**Problem requirements:** Repeat each of the following records word for word.

A run of records:

## START

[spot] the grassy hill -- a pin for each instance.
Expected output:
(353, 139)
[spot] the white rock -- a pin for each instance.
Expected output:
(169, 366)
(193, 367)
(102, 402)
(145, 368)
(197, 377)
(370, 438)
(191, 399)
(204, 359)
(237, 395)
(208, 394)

## END

**Task result:**
[spot] the grassy hill -- a pin for each instance.
Expected output:
(353, 139)
[spot] the white rock -- a pin for each instance.
Expected output:
(169, 366)
(193, 367)
(102, 402)
(145, 368)
(197, 377)
(370, 438)
(191, 399)
(204, 359)
(237, 395)
(208, 394)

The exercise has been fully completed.